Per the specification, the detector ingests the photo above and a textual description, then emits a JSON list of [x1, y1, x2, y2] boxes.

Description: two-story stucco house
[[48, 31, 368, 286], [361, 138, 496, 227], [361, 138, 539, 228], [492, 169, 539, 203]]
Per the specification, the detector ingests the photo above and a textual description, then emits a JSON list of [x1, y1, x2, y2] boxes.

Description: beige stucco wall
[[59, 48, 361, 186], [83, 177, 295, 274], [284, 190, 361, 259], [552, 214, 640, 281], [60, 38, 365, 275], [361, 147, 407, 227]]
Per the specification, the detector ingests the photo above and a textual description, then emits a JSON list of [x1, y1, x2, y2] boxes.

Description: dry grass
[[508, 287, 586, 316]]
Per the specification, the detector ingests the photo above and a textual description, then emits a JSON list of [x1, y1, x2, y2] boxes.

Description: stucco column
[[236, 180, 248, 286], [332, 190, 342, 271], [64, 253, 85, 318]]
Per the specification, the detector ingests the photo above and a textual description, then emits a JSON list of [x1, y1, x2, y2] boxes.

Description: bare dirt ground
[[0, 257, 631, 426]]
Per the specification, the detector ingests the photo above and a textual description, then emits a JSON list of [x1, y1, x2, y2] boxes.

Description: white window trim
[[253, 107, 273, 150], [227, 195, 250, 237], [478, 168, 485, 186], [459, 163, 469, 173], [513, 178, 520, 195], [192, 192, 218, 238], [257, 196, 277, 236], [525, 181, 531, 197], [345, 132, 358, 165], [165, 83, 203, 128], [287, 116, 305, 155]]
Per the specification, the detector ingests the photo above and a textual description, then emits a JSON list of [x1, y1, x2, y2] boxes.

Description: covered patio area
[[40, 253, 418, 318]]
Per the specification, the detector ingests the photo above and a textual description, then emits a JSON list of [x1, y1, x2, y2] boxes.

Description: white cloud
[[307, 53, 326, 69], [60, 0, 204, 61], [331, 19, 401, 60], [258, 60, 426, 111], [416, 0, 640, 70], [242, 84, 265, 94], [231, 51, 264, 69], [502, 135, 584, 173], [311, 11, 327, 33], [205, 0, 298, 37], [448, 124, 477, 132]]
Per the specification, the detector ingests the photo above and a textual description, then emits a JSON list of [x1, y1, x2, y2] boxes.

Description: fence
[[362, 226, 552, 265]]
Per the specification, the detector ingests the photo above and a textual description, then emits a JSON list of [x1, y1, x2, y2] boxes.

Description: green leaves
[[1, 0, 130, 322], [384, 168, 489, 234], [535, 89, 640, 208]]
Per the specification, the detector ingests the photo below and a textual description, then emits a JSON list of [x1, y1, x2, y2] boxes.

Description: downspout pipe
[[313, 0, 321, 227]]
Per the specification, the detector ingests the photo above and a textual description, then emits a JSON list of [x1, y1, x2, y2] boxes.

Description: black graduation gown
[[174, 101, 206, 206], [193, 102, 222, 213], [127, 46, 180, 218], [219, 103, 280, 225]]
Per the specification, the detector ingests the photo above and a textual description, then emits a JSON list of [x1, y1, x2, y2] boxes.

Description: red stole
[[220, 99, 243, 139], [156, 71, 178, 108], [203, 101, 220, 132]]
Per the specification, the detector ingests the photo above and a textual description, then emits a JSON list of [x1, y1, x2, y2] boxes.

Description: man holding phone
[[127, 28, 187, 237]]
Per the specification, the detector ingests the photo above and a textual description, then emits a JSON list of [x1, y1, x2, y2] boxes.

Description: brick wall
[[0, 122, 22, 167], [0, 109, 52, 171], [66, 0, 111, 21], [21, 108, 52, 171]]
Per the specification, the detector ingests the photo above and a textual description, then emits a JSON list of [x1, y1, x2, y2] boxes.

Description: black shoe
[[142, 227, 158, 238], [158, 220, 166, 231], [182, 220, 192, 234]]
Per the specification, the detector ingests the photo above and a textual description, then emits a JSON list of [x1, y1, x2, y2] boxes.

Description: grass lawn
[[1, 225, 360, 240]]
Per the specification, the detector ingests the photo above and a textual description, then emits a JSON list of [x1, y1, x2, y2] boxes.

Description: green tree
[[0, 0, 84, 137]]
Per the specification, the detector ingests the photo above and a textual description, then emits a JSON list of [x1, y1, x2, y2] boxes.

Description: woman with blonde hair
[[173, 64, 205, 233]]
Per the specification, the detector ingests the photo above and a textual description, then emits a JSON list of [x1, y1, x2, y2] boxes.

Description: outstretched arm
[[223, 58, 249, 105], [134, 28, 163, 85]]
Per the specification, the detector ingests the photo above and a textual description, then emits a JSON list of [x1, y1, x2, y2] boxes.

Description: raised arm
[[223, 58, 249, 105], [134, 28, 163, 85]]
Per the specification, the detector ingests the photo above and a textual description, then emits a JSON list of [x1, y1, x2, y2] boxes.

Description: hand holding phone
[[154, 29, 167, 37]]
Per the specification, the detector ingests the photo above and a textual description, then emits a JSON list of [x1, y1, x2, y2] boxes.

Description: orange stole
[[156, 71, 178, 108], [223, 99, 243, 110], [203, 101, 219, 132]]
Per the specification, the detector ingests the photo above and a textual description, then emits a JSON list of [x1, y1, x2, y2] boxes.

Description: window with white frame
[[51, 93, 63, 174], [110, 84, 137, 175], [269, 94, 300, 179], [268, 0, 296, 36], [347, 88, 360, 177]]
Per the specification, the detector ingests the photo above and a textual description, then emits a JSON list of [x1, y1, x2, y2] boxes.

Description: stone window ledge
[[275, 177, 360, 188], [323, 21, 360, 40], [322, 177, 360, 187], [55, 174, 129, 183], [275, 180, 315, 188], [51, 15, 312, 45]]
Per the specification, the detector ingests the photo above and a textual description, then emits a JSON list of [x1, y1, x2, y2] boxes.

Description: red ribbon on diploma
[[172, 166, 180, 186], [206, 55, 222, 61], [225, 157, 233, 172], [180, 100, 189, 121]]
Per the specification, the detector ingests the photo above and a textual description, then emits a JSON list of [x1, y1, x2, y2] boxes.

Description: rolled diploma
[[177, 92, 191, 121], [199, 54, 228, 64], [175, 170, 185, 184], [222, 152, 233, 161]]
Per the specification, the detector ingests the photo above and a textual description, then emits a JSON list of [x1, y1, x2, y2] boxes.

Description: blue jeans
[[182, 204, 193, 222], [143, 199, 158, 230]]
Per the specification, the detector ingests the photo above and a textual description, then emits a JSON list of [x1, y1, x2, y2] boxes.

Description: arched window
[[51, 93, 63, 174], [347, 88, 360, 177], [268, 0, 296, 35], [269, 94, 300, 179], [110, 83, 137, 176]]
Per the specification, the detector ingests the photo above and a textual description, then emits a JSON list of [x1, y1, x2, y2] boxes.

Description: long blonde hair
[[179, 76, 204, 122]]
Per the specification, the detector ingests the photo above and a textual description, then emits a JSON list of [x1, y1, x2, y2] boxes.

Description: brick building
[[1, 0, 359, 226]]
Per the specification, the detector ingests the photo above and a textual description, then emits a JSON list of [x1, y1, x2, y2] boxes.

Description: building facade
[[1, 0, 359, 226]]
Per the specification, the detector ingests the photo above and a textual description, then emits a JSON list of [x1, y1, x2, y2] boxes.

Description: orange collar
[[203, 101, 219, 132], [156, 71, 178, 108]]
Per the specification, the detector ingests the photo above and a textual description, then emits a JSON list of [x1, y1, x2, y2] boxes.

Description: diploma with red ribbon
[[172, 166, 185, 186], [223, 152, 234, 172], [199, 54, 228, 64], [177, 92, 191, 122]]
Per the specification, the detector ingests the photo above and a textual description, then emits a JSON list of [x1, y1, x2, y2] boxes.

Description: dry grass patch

__Work order__: Could you transcribe all of the data exactly as it is given?

__Problem solution__:
Per the specification, the detector ingests the photo above and a textual description, then emits a JSON list of [x1, y1, x2, y2] boxes.

Description: two-story stucco house
[[48, 31, 368, 286], [361, 138, 496, 227], [361, 138, 539, 228], [492, 169, 539, 203]]
Per the specification, the detector ingests the photo above and a textual description, then emits a JSON list of [x1, y1, x2, y2] boxes.

Description: beige stucco wall
[[59, 48, 361, 186], [83, 177, 295, 274], [284, 190, 361, 259], [552, 214, 640, 281], [60, 38, 365, 275], [361, 147, 407, 227]]
Per the specification, the detector ingests the photo above and a textual description, then emits a JSON list of [x1, y1, x2, y2] boxes.

Description: dry grass
[[508, 287, 586, 316]]
Per the specification, the detector ingests the photo above and a textual description, then emits a JSON list of [x1, y1, x2, y2] boxes.

Description: stucco column
[[236, 180, 248, 286], [332, 190, 342, 271], [64, 253, 85, 318]]
Per the specification, the detector ingests the photo above and a textual description, then emits a JSON list of [x1, y1, x2, y2] boxes.

Description: bare dirt ground
[[0, 257, 631, 426]]
Per the specification, the detector ingests the photo above and a textual description, then emits a JSON list of [x1, y1, x2, y2] boxes.

Description: white window trim
[[253, 107, 273, 150], [227, 195, 250, 237], [478, 168, 485, 186], [459, 163, 469, 173], [513, 178, 520, 195], [192, 192, 218, 238], [257, 196, 277, 236], [525, 181, 531, 197], [345, 132, 358, 165], [165, 83, 203, 128], [287, 116, 305, 155]]
Per the specification, the detector ingests the photo above and a textual description, then emits a JSON list of [x1, y1, x2, y2] boxes.

Description: covered patio area
[[40, 253, 418, 318]]
Per the specification, the detector ingests the photo above and a textual description, then emits a JSON list of [x1, y1, x2, y2] boxes.

Description: white cloud
[[307, 53, 326, 69], [60, 0, 204, 61], [331, 19, 401, 60], [258, 60, 426, 111], [416, 0, 640, 70], [242, 84, 265, 94], [231, 51, 264, 69], [502, 135, 584, 173], [311, 11, 327, 33], [205, 0, 298, 37], [448, 124, 477, 132]]
Per the specification, the detector ingests the photo above and a textual description, then emits a JSON list of [x1, y1, x2, y2] boxes.

Description: fence
[[362, 226, 552, 265]]
Per the specification, the detector ingests the photo above and a textual description, then emits a JSON list of [x1, y1, x2, y2] boxes.

Description: green leaves
[[1, 0, 130, 322], [384, 168, 489, 234], [535, 89, 640, 208]]
Per the specification, the detector ingests the photo below and a textual description, then emits a JSON list of [x1, y1, x2, y2] boxes.

Description: downspout pipe
[[313, 0, 321, 227]]
Per the specification, the detector ingests the photo above and a textual description, then emits a JSON list of [x1, y1, x2, y2] boxes.

Description: black graduation gown
[[174, 101, 206, 206], [193, 102, 222, 213], [127, 46, 180, 218], [219, 103, 280, 225]]
Per the specification, the detector ingests the photo above and a textual description, then emits a JSON list of [x1, y1, x2, y2] boxes.

Description: red stole
[[220, 99, 243, 139], [156, 71, 178, 108], [203, 101, 220, 132]]
Per the specification, the detector ingests the photo above and a textual description, then emits a JSON list of [x1, y1, x2, y2] boxes.

Description: man holding phone
[[127, 28, 187, 237]]
Per the specification, the detector ingests the photo above and a textual description, then emits a JSON list of [x1, y1, x2, y2] boxes.

Description: brick wall
[[0, 122, 22, 167], [0, 109, 52, 171], [66, 0, 111, 21], [21, 108, 52, 171]]
Per the specification, the detector ingests the photo above and a textual description, then emits a JSON list of [x1, y1, x2, y2] boxes.

Description: black shoe
[[142, 227, 158, 238], [158, 220, 166, 231], [182, 220, 192, 234]]
Per the specification, the detector ingests the photo above and a textual description, then emits a JSON list of [x1, y1, x2, y2] boxes.

Description: grass lawn
[[1, 225, 360, 240]]
Per the specification, the detector ingests the photo above and a textual description, then emits a JSON list of [x1, y1, x2, y2] boxes.

Description: green tree
[[0, 0, 84, 137]]
Per the specification, the detector ingests the photo above and a textual description, then emits a JSON list of [x1, y1, x2, y2] boxes.

Description: woman with blonde hair
[[173, 64, 205, 233]]
Per the specification, the detector ingests the photo above and a textual description, then emits a JSON list of [x1, y1, x2, y2] boxes.

Description: outstretched arm
[[223, 58, 249, 105], [134, 28, 163, 85]]
Per the specification, the detector ingests the photo above and a textual description, then emits a JSON list of [x1, y1, x2, y2] boxes.

Description: raised arm
[[223, 58, 249, 105], [134, 28, 163, 85]]
Per the specification, the detector ingests the photo above and a textual description, then emits a JSON list of [x1, y1, x2, y2] boxes.

Description: hand holding phone
[[154, 29, 167, 37]]
Per the specification, the detector ingests the photo above and a textual description, then emits a JSON list of [x1, y1, x2, y2] boxes.

Description: orange stole
[[156, 71, 178, 108], [223, 99, 243, 110], [203, 101, 219, 132]]
Per the specification, the detector ingests the photo above and a textual description, then emits a JSON list of [x1, y1, x2, y2] boxes.

Description: window with white frame
[[51, 93, 63, 174], [110, 84, 137, 175], [269, 94, 300, 179], [268, 0, 296, 36], [347, 88, 360, 177]]
Per the specification, the detector ingests the photo above and a textual description, then emits a JSON list of [x1, y1, x2, y2] boxes.

Description: stone window ledge
[[275, 177, 360, 188], [323, 21, 360, 40], [322, 177, 360, 187], [55, 174, 129, 183], [275, 180, 315, 188], [51, 15, 312, 45]]
Per the specification, the detector ingests the photo above and a textual description, then emits a JSON list of [x1, y1, x2, y2] boxes.

Description: red ribbon on diploma
[[172, 166, 180, 186], [206, 55, 222, 61], [225, 157, 233, 172], [180, 100, 189, 121]]
Per the specification, the detector ingests the photo above and a textual description, then emits a JSON list of [x1, y1, x2, y2] boxes.

Description: rolled diploma
[[177, 92, 191, 121], [199, 54, 228, 64], [175, 170, 185, 184], [222, 152, 233, 161]]
Per the specification, the detector ingests the photo above and a textual description, then emits a JSON list of [x1, y1, x2, y2] boxes.

Description: blue jeans
[[182, 204, 193, 222], [143, 199, 158, 230]]
Per the specification, the detector ingests the photo above and a textual description, then emits a JSON list of [x1, y1, x2, y2] boxes.

Description: arched window
[[51, 93, 63, 174], [347, 88, 360, 177], [268, 0, 296, 35], [269, 94, 300, 179], [110, 83, 137, 176]]
Per the specification, the detector ingests the photo above and a textual description, then emits a JSON list of [x1, y1, x2, y2] boxes.

Description: long blonde hair
[[179, 76, 204, 122]]
Per the specification, the detector ingests the photo above and a textual description, then emits a JSON list of [x1, y1, x2, y2] boxes.

Description: brick building
[[1, 0, 359, 226]]
Per the specification, the detector ingests the photo above and a textual description, then emits a JSON list of [x1, y1, x2, y2] boxes.

Description: building facade
[[1, 0, 359, 226]]
Per the specification, the detector ingests the photo above and a textual description, then emits a JSON list of [x1, y1, x2, y2] boxes.

Description: orange collar
[[203, 101, 219, 132], [156, 71, 178, 108]]
Per the specification, the detector ingests the photo above and a textual description, then emits a JSON list of [x1, y1, x2, y2] boxes.

Description: diploma with red ribbon
[[172, 166, 185, 186], [223, 152, 234, 172], [199, 54, 228, 64], [177, 92, 191, 122]]
Per the specification, the detector ingests the photo above and a textual description, then emits a JSON list of [x1, y1, x2, y2] boxes.

Description: dry grass patch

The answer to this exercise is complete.